### Exercise description
Revise the records below by changing every "traffic operations" to "road management", leaving everything else unchanged.

Items from a dataset:

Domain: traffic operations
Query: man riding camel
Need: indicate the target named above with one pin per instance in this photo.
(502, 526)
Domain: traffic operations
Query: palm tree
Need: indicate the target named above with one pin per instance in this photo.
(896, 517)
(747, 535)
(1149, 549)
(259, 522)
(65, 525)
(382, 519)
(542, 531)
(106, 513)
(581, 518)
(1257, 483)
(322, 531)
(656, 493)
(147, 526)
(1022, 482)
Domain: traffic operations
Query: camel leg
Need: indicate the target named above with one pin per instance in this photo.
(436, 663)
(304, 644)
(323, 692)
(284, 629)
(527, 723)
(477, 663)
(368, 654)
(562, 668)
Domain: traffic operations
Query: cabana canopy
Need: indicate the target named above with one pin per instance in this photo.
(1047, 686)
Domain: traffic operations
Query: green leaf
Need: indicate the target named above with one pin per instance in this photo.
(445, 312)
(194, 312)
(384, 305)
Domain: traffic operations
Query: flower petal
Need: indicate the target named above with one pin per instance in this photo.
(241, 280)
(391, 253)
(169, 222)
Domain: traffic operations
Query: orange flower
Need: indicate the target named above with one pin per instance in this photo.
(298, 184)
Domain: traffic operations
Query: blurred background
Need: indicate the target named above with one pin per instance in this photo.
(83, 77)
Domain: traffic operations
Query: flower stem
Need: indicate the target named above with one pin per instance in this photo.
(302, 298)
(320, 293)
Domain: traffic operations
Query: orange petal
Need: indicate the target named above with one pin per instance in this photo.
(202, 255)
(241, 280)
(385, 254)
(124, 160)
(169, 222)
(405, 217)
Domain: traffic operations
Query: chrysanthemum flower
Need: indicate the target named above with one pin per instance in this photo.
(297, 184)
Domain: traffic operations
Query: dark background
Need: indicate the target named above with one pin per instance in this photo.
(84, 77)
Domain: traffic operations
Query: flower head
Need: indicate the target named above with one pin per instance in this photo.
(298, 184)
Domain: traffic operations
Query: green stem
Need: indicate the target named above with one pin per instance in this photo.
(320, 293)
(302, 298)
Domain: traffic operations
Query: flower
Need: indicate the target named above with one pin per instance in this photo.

### Full answer
Domain: road management
Query: man riding camel
Need: indicate the target named above with one pin per instance in this photo.
(502, 526)
Domain: road management
Query: palm tree
Need: indicate the target named above with one pin per instance in this photo.
(896, 517)
(747, 535)
(1149, 549)
(259, 522)
(65, 525)
(382, 519)
(542, 531)
(106, 513)
(581, 518)
(1257, 483)
(322, 531)
(656, 493)
(147, 526)
(1022, 482)
Domain: road management
Query: camel leg
Need: indicate the target named above with one pin per instance in this photo.
(436, 663)
(304, 644)
(323, 692)
(284, 629)
(527, 723)
(477, 663)
(368, 654)
(562, 668)
Domain: road management
Query: cabana canopy
Need: indicate the target named above with one pin per instance in this photo.
(1047, 686)
Domain: road management
Query: green leaf
Need: indicate the target named above with one pin per instance in this photo.
(445, 312)
(194, 312)
(384, 305)
Domain: road management
Query: flower petal
Need: indicate the target named above with one pin per instance in this photo.
(241, 280)
(391, 253)
(169, 222)
Domain: road management
Query: orange flower
Need: indicate the target named above with one pin per instance in this photo.
(298, 184)
Domain: road management
Query: blurred background
Need: indicate the target named above with one pin per instance in this photo.
(83, 77)
Domain: road management
Query: flower stem
Need: indicate the target named above with one pin per instance in this photo.
(302, 298)
(320, 293)
Domain: road management
Query: orange petal
Need: indicate the target named above with one pin per instance in this photo.
(202, 255)
(241, 280)
(385, 254)
(124, 160)
(169, 222)
(405, 217)
Domain: road management
Query: chrysanthemum flower
Need: indicate the target named above with one pin per instance in this photo.
(297, 184)
Domain: road management
Query: dark background
Need: indicate the target named above with one pin per instance in this photo.
(84, 77)
Domain: road management
Query: flower head
Need: indicate the target named above with one pin per instance in this photo.
(298, 184)
Domain: road management
Query: green stem
Need: indicate the target named above with one pin per instance in this photo.
(320, 293)
(302, 298)
Domain: road management
Query: flower
Need: indicate the target named above with one pin per instance in this photo.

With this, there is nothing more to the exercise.